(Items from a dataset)
---------------
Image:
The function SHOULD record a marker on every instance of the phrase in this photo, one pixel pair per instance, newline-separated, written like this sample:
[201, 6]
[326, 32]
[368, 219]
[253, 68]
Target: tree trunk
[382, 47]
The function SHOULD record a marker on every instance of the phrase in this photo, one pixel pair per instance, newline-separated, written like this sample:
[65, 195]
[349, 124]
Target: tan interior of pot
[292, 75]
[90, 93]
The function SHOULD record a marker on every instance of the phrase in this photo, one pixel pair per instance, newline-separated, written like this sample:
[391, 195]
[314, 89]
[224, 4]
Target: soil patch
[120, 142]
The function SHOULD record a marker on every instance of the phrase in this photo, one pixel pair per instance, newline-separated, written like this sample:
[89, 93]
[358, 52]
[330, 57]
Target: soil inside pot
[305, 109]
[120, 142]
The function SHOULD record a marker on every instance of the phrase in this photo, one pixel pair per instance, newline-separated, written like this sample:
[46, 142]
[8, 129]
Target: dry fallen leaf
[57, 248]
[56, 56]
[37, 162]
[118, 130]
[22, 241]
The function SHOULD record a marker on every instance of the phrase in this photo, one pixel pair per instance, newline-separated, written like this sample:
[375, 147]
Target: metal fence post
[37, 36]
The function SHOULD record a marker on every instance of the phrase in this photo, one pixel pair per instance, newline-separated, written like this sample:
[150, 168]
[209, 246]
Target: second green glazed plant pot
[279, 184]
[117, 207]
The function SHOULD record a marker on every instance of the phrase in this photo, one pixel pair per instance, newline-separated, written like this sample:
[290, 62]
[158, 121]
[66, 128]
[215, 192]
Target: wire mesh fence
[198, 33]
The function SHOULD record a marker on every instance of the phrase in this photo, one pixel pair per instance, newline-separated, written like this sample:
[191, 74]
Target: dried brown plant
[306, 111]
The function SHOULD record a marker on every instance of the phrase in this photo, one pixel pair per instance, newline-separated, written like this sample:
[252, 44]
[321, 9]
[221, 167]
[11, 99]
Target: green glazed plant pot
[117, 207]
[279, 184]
---------------
— What the task requires —
Pick out each line in the records above that contains the word "plant". Case matters.

— Answer to the exercise —
Target: second green glazed plant pot
Target: dried brown plant
Target: green glazed plant pot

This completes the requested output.